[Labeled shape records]

◇ ◇ ◇ ◇ ◇

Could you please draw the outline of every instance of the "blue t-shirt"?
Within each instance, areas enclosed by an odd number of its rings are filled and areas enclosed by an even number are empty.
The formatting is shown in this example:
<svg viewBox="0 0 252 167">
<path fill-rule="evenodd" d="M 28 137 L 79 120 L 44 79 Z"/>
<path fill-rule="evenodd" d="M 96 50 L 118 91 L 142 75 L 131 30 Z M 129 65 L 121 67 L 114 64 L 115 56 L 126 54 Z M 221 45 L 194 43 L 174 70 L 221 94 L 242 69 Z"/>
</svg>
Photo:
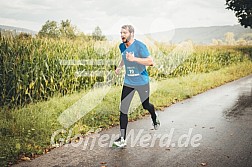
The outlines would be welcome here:
<svg viewBox="0 0 252 167">
<path fill-rule="evenodd" d="M 126 52 L 131 52 L 135 57 L 139 58 L 147 58 L 150 54 L 142 42 L 135 40 L 128 48 L 126 48 L 124 43 L 119 45 L 123 62 L 125 65 L 125 77 L 124 84 L 125 85 L 146 85 L 149 83 L 149 75 L 146 71 L 145 65 L 138 64 L 136 62 L 130 62 L 126 59 Z"/>
</svg>

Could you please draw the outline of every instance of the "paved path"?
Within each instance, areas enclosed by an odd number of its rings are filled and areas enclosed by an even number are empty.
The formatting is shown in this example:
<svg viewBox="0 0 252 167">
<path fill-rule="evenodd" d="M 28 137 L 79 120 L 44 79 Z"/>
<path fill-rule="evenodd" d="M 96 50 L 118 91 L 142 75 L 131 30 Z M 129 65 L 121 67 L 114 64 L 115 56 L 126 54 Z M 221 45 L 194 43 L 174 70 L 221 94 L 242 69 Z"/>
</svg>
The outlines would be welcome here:
<svg viewBox="0 0 252 167">
<path fill-rule="evenodd" d="M 118 126 L 16 166 L 252 167 L 252 75 L 129 123 L 127 148 L 111 148 Z M 93 147 L 94 146 L 94 147 Z"/>
</svg>

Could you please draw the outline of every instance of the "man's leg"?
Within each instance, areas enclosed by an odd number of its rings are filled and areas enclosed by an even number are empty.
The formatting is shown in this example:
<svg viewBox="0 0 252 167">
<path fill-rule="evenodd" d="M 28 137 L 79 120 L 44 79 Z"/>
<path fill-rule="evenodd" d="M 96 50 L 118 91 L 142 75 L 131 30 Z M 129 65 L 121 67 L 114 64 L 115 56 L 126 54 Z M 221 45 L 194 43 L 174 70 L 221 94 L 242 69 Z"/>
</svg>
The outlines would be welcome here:
<svg viewBox="0 0 252 167">
<path fill-rule="evenodd" d="M 120 132 L 121 137 L 126 138 L 126 130 L 128 125 L 128 111 L 131 100 L 134 96 L 135 89 L 123 86 L 122 95 L 121 95 L 121 105 L 120 105 Z"/>
<path fill-rule="evenodd" d="M 149 101 L 149 95 L 150 95 L 150 85 L 146 84 L 143 86 L 139 86 L 137 89 L 137 92 L 140 96 L 143 108 L 148 110 L 151 114 L 151 119 L 153 121 L 153 124 L 157 124 L 157 115 L 155 113 L 154 105 L 150 103 Z"/>
</svg>

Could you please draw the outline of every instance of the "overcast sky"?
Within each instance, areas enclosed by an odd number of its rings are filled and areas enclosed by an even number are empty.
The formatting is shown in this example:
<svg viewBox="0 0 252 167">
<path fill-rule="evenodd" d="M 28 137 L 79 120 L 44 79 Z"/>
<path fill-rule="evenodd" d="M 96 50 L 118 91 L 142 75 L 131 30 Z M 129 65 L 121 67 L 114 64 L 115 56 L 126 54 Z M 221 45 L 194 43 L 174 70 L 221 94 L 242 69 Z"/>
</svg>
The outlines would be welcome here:
<svg viewBox="0 0 252 167">
<path fill-rule="evenodd" d="M 225 0 L 0 0 L 0 24 L 39 31 L 47 20 L 69 19 L 84 33 L 100 26 L 104 34 L 119 34 L 133 24 L 136 33 L 182 27 L 238 24 Z"/>
</svg>

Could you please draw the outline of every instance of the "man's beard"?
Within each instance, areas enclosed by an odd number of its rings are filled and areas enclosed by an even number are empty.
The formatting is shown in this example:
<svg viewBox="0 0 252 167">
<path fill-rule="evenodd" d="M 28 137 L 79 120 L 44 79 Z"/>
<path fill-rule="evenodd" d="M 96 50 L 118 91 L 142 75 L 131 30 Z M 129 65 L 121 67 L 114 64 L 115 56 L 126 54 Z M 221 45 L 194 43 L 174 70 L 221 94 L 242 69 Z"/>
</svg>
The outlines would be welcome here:
<svg viewBox="0 0 252 167">
<path fill-rule="evenodd" d="M 126 38 L 126 40 L 123 41 L 123 43 L 128 43 L 130 41 L 130 39 L 131 39 L 131 35 L 128 38 Z"/>
</svg>

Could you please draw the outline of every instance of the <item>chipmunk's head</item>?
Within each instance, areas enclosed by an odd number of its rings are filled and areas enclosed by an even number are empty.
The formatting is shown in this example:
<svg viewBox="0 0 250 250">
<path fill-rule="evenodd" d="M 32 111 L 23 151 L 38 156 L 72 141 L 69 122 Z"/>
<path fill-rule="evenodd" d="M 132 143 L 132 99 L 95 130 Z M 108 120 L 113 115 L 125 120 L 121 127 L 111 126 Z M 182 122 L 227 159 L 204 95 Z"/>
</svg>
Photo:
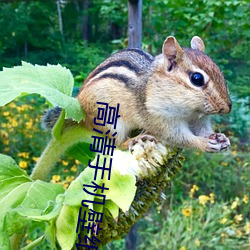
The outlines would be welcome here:
<svg viewBox="0 0 250 250">
<path fill-rule="evenodd" d="M 168 78 L 175 79 L 172 83 L 179 85 L 184 99 L 187 103 L 190 99 L 197 112 L 227 114 L 232 104 L 226 81 L 204 51 L 204 43 L 198 36 L 192 38 L 191 48 L 181 48 L 175 37 L 169 36 L 162 47 L 162 69 Z"/>
</svg>

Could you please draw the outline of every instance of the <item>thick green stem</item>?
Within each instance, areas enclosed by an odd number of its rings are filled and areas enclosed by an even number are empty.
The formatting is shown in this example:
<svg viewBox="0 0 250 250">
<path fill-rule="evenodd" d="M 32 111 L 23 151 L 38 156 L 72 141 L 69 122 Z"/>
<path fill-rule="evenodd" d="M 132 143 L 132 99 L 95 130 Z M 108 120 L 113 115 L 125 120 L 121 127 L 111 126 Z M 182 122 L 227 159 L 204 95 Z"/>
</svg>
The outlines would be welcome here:
<svg viewBox="0 0 250 250">
<path fill-rule="evenodd" d="M 63 131 L 60 138 L 52 138 L 46 149 L 39 158 L 31 178 L 33 180 L 45 180 L 50 171 L 53 169 L 61 155 L 72 145 L 77 142 L 91 143 L 93 140 L 91 136 L 95 132 L 88 130 L 80 125 L 67 128 Z"/>
</svg>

◇ ◇ ◇ ◇ ◇

• **TASK DESCRIPTION**: Identify every line of the rows above that contains the word "please", treating uppercase and lowercase as distinct, and copy each such line in full.

• **FINAL RESULT**:
Could you please draw the outline of every instance of the "blue t-shirt"?
Could you please draw the outline of every instance of the "paved path"?
Could you please draw the outline of every instance of the "man's leg"?
Could you please draw the outline of every instance of the "overcast sky"?
Could you please draw the outline of every instance of the "man's beard"?
Could you please draw the outline of every instance of the <item>chipmunk's head</item>?
Could you please draw the outline of every instance of the <item>thick green stem</item>?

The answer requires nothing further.